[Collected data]
↓
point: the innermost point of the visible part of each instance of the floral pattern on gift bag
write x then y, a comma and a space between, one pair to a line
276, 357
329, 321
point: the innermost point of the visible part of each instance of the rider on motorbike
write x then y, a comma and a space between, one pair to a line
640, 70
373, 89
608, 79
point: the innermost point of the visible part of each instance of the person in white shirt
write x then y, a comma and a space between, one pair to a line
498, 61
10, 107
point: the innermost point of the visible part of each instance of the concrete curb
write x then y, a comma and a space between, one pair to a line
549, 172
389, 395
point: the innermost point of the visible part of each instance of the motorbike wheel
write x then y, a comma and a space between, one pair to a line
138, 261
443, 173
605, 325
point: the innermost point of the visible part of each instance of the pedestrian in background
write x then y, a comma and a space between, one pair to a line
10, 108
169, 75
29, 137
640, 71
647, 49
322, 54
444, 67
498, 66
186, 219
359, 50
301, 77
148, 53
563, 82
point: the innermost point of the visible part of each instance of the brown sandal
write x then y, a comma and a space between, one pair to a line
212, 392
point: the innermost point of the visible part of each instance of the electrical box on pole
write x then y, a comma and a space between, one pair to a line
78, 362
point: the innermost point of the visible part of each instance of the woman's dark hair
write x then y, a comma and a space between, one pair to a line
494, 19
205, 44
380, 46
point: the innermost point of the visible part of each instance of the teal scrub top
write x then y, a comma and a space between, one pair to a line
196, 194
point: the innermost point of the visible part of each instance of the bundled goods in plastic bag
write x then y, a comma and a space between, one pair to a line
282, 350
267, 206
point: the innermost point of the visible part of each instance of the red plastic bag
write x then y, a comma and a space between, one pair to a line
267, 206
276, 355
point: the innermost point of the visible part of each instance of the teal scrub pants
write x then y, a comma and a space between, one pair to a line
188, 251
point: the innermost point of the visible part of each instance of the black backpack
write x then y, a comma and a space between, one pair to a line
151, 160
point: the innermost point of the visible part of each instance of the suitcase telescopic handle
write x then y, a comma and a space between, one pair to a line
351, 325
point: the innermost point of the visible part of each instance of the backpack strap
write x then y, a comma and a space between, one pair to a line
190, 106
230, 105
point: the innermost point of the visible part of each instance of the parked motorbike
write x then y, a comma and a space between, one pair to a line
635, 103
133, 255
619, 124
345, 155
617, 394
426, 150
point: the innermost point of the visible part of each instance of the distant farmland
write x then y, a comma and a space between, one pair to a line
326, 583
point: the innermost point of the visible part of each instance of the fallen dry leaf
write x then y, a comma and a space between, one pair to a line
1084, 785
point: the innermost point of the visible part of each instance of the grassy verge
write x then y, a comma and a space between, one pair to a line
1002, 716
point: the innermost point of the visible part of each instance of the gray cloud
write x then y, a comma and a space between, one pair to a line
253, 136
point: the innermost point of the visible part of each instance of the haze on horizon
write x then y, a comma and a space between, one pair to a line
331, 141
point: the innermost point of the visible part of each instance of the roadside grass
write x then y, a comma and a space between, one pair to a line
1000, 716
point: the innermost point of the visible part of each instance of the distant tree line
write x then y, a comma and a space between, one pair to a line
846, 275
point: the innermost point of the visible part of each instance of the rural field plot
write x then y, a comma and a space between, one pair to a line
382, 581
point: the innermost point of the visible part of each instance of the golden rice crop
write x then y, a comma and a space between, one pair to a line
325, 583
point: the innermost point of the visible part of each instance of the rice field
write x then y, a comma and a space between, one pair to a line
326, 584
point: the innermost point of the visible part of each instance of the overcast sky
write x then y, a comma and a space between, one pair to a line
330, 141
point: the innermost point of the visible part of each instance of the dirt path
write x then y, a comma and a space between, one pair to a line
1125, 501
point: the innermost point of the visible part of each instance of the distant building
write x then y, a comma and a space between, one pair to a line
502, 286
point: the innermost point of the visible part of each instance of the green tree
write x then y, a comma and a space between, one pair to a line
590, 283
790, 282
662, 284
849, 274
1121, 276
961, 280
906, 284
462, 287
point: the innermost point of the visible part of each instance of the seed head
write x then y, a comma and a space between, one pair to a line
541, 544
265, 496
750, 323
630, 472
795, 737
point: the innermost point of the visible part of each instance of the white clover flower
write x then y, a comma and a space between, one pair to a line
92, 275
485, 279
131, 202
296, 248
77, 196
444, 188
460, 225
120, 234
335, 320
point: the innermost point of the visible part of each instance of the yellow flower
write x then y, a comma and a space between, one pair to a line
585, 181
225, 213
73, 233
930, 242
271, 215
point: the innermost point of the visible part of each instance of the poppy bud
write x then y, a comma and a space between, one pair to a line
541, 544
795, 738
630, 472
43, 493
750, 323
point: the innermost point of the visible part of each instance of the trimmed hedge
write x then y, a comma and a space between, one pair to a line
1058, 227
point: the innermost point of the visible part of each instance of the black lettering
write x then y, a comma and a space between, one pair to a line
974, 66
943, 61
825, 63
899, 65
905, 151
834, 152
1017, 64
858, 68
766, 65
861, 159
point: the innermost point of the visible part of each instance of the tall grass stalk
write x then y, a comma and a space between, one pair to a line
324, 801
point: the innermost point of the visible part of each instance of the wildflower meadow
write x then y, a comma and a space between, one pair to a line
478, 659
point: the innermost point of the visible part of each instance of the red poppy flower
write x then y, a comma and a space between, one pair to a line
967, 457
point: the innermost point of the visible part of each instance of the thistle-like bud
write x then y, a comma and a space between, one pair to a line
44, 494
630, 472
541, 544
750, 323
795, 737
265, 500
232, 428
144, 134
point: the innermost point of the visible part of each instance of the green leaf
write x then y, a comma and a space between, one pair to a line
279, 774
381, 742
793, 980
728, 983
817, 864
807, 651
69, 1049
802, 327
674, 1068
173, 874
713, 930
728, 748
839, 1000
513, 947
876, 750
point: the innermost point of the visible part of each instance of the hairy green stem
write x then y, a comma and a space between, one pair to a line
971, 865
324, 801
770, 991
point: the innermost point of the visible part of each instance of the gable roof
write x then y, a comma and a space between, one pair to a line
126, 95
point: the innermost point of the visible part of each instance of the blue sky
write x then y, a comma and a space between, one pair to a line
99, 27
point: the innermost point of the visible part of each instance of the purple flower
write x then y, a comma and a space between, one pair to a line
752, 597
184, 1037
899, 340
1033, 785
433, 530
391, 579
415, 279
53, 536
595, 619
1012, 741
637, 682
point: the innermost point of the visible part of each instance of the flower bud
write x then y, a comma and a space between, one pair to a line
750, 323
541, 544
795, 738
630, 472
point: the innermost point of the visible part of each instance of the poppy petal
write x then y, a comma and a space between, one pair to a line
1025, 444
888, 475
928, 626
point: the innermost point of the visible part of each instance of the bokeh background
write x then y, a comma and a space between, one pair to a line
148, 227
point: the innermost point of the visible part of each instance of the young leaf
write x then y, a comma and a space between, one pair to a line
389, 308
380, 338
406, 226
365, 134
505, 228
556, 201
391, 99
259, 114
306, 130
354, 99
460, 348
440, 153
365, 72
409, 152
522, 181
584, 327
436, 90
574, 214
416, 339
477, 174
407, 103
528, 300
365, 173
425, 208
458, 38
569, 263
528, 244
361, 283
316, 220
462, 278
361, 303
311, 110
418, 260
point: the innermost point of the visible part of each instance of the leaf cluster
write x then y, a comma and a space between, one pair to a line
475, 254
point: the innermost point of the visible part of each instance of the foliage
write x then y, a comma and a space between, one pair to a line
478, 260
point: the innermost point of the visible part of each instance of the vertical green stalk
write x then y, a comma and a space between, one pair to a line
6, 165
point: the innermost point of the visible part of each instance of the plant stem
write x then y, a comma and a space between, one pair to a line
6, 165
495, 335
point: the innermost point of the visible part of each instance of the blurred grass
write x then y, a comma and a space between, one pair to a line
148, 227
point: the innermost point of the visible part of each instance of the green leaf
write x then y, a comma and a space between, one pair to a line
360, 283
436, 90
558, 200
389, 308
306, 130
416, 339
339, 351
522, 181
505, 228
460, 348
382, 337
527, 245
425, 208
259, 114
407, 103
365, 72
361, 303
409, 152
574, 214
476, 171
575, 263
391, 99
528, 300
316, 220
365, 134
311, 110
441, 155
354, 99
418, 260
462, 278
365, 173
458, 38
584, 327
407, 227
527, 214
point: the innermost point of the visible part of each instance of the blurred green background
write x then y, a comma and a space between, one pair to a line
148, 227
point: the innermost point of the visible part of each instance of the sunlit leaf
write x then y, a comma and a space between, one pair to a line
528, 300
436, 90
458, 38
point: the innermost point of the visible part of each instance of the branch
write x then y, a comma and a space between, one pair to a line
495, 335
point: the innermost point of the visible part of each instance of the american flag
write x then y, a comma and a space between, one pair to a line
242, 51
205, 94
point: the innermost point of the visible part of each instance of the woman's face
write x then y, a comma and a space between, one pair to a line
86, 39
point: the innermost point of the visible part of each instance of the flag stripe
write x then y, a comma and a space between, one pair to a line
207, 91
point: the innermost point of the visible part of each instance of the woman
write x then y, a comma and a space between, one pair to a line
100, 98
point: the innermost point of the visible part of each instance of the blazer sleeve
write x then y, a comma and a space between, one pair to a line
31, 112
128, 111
↑
*Set exercise*. Rewrite everything from the line containing "the woman's face" down through the end of the records, changing "blazer sleeve" to "jacket sleeve" and leaving the rest as it is.

*Answer to this problem*.
point: the innermost point of the visible part of each instance of the woman's face
write x then y, a comma and a space between, one pair to a line
86, 39
point: the innermost point of the visible part of each instance of the flag stripe
write x then y, a comma and a space between, one pair to a line
207, 91
point: the innermost point of the visible part of each instance of the woman
write x then y, a comma and a space between, one pair to a line
100, 98
point: the innermost point of the visible part of each instance of the jacket sleeve
write x then y, a comma and a space between, one pair to a line
31, 112
128, 111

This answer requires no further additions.